§ **Texte**:
========================================================================

Rejoignant la FFEC, sur le fait que l’accueil de qualité nécessite de l’argent public, William Martinet a toutefois souligné : « Oui il faut de l’argent public, mais à qui on le donne est déterminant pour savoir s’il va bien au service des professionnels et des enfants. Et à mon avis aujourd’hui ce n’est pas systématique. » Et a donné pour exemple « les entreprises privées de crèches s’appuyant sur la réservation des berceaux par les entreprises bénéficiant du crédit d’impôt famille qui sont à des niveaux de prix très élevés et utilisent beaucoup d’argent public. Un modèle où l’argent public n’est pas bien utilisé », selon lui. 

Le REMi de son côté estime nécessaire une réforme du CMG structure et en donne les raisons. « 60% de nos adhérents n’ont aucun berceau d’entreprise et 20% ont un seul berceau d’entreprise. Ce sont quasiment uniquement les familles qui viennent nous payer chaque mois. On serait donc favorables à ce que le reste à charge des familles soit moindre que ce qu’il n’est aujourd’hui », a soutenu Géraldine Guillot.

Au SNPPE, comme à l’ADMR, le modèle unique de la Psu est plébiscité. « Quand on crée une micro-crèche en milieu rural, l’idée c’est de redynamiser un village (…) Si on crée une micro-crèche en Paje, malheureusement souvent ce n’est pas une solution accessible pour une grande partie des familles, c’est contre-productif », a partagé Sarah Ferrandi. Et a poursuivi : « Même si on gère des micro-crèches en Paje, on serait pour un modèle unique de la Psu, peut-être un peu revu car le modèle est compliqué. Pour nous, ce double modèle ne répond pas vraiment aux besoins des familles sur les territoires. » 

Une réglementation dérogatoire qui n’irait pas dans le sens de la qualité

Les micro-crèches bénéficient d’une réglementation plus souple par rapport à la qualification des professionnels de la petite enfance qu’elles emploient (elles peuvent fonctionner qu’avec des CAP AEPE) et au nombre d’adultes présents à l’ouverture le matin et à la fermeture le soir de la structure (un pro jusqu’à 3 enfants). Sur ce dernier point, la première ministre Elisabeth Borne a annoncé qu’il devrait y avoir 2 adultes dès le premier enfant accueilli mais n’a pas précisé à partir de quand cela deviendrait obligatoire pour les micro-crèches. « Des annonces reçues favorablement au syndicat parce que c’est quand même incompréhensible que suivant le type de structure où on se trouve, il y ait un besoin d’encadrement qui soit différent alors qu’on a accueille le même public », a développé Cyrille Godfroy. L’ADMR pour sa part affiche clairement sa volonté d’avoir une réglementation commune à tous les EAJE. « Cela nous permettrait d’avoir quelque chose d’opposable, d’obligatoire pour tout le monde et donc finançable par défaut », a motivé Sarah Ferrandi. Et William Martinet de rebondir : « le sujet est toujours le même : dans quel cas nous sommes dans la souplesse, dans quel cas nous sommes dans de la dérégulation. Concernant les micro-crèches, réforme après réforme, on a basculé dans la dérégulation avec des normes qui deviennent moins-disantes. La réponse à ça ne peut pas être simplement au niveau de la micro-crèche (…), ça veut dire que le sujet doit être pris dans l’ensemble, c’est la question des normes en termes d’encadrement et de niveau de diplôme principalement dans l’ensemble du secteur. » S’il a bien noté l’engagement d’Aurore Bergé quant au 1 adulte pour 5, il s’est toutefois dit inquiet sur le « dès que possible » car « les moyens n’ont pas l’air de suivre. » Au REMi, Géraldine Guillot a indiqué que sur le fond, ils sont tout à fait d’accord avec le 2 adultes dès le 1er enfant accueilli promis par Elisabeth Borne car « c’est plus de qualité, plus de sécurité », d’ailleurs plus d’1/3 des micro-crèches du REMi fonctionnent déjà comme ça. Elle a toutefois reconnu que la mise en place de cette mesure sera « un coût financier supplémentaire » et qu’il faudra peut-être revoir l’amplitude horaire de certaines structures pour être dans les clous.

========================================================================

[Lignes du jeu de données de pointage]
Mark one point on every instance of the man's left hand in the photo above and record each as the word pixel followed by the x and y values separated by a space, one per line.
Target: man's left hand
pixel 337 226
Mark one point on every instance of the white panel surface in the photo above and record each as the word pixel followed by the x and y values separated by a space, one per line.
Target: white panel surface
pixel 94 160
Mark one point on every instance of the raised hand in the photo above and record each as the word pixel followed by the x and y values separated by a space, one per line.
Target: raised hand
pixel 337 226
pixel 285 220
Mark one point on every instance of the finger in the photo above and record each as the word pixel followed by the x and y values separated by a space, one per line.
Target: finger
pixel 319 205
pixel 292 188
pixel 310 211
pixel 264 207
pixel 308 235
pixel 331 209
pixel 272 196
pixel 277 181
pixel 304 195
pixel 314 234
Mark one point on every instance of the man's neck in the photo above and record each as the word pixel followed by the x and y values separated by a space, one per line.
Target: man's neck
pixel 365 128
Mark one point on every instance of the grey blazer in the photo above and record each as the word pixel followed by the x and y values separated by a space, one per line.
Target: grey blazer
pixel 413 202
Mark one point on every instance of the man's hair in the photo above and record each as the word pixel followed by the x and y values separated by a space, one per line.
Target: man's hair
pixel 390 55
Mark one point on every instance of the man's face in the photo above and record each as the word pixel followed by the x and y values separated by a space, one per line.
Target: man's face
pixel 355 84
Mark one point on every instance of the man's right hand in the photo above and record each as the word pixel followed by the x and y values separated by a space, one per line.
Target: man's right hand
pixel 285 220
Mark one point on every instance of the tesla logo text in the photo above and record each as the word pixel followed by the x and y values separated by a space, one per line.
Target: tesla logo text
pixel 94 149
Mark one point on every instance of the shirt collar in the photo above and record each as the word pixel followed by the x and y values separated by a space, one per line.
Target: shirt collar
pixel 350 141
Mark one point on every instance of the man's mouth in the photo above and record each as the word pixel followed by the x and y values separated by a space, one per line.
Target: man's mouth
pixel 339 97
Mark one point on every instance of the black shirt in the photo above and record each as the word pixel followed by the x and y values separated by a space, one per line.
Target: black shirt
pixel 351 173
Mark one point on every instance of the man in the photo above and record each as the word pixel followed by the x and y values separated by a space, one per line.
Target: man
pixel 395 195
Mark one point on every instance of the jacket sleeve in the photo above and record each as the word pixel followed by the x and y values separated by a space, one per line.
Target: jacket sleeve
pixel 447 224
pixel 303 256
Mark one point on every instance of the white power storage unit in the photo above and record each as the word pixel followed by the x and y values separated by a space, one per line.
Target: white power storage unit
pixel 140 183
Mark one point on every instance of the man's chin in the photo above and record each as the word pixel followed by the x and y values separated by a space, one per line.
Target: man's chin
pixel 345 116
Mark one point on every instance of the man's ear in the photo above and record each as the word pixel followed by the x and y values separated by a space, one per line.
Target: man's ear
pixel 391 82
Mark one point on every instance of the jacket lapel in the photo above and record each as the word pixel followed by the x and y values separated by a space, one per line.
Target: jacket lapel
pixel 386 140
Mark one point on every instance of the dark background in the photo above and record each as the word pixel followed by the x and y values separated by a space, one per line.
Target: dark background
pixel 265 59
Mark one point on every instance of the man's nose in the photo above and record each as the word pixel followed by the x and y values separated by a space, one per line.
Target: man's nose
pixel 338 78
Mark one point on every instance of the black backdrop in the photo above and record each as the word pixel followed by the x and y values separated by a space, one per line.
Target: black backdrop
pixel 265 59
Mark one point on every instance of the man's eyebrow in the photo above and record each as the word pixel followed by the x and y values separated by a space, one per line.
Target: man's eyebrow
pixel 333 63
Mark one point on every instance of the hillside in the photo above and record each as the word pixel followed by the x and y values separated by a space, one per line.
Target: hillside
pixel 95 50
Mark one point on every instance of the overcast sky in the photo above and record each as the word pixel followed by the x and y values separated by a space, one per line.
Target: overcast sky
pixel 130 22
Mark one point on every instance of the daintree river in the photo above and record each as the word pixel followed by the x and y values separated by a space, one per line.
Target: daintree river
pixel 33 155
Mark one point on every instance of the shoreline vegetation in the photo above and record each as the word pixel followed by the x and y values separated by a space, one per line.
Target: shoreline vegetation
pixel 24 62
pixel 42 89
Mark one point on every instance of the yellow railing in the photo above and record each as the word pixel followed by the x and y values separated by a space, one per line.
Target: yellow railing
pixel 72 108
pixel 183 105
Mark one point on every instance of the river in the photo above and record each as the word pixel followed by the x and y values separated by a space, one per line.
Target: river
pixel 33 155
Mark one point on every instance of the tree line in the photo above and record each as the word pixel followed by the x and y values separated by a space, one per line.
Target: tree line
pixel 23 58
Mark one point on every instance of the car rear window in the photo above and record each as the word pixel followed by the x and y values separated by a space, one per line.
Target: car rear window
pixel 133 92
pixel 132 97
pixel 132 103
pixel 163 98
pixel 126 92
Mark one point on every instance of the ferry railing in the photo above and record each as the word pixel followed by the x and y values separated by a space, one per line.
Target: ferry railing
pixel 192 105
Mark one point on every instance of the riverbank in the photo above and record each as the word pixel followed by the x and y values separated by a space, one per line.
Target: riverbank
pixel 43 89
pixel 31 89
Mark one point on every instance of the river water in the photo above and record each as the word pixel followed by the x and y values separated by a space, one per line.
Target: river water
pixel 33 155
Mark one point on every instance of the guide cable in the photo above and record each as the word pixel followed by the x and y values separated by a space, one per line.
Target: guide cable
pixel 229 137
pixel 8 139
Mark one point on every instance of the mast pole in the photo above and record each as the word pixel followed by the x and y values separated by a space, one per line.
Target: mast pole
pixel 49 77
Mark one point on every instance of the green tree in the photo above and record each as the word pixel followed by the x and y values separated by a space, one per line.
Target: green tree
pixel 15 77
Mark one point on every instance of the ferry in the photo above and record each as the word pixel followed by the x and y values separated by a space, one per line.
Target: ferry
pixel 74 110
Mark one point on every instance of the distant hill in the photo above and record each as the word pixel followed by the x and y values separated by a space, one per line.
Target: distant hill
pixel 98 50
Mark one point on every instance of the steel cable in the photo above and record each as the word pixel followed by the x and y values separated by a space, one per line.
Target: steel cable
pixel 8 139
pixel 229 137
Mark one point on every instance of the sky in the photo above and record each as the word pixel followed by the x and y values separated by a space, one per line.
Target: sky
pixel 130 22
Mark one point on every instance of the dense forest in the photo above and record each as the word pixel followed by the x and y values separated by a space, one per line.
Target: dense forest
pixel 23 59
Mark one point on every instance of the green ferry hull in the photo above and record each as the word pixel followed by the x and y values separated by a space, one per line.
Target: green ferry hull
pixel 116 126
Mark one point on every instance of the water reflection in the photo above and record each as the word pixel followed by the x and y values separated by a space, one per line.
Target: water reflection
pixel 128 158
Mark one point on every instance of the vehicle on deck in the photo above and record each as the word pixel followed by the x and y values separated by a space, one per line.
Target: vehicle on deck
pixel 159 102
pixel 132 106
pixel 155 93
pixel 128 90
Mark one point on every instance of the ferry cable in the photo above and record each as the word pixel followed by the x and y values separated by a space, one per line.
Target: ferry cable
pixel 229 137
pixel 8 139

========================================================================

§ **Travail demandé**:
(1) Relevez toutes les personnes dont l'extrait sur les micro-crèches rapporte les propos entre guillemets.
(2) Transcrivez l'extrait sur les micro-crèches depuis « Le REMi de son » jusqu'à « soutenu Géraldine Guillot. » inclus.
(3) Prolongez l'article consacré aux micro-crèches en rédigeant le passage qui vient après sa dernière phrase.
Les lignes de données n'ont pas à être consultées.

§ **Réponses par consigne**:
(1) William Martinet, Géraldine Guillot, Sarah Ferrandi, Cyrille Godfroy

(2)
Le REMi de son côté estime nécessaire une réforme du CMG structure et en donne les raisons. « 60% de nos adhérents n’ont aucun berceau d’entreprise et 20% ont un seul berceau d’entreprise. Ce sont quasiment uniquement les familles qui viennent nous payer chaque mois. On serait donc favorables à ce que le reste à charge des familles soit moindre que ce qu’il n’est aujourd’hui », a soutenu Géraldine Guillot.

(3)
Taux d’encadrement : micro-crèches versus Mam

Pour Philippe Dupuy, « comment on va pouvoir expliquer qu’avec deux enfants, il faille deux professionnels et que dans une Mam, même collectif d’enfants, on n’ait pas du tout les mêmes types d’exigences ? J’espère que dans le rapport Igas on pourra aborder cette question-là. Actuellement, si les élus vont vers les micro-crèches Paje, c’est parce que cela ne leur coûte rien. Et si après, on commence à leur mettre des contraintes supplémentaires, ils vont aller vers les Mam. C’est déjà le cas, on le constate tous sur le terrain. Même chose du côté des professionnels qui préfèrent créer une Mam plutôt qu’une micro-crèche. » Sarah Ferrandi de l’ADMR est pour sa part complètement en phase avec les dires du directeur général de l’Acepp. « On voit s’opposer sur les territoires ruraux les Mam avec les micro-crèches alors que cela devrait être complémentaire », a-t-elle fait remarquer. Et, quant à Elsa Hervy, la différence de traitement entre Mam et micro-crèche, la « laisse perplexe » notamment « en termes de sécurité avec ces taux d’encadrement différenciés puisque les assistantes maternelles peuvent être seules avec 4 enfants parfois même 6 si elles ont eu une dérogation de la Pmi. »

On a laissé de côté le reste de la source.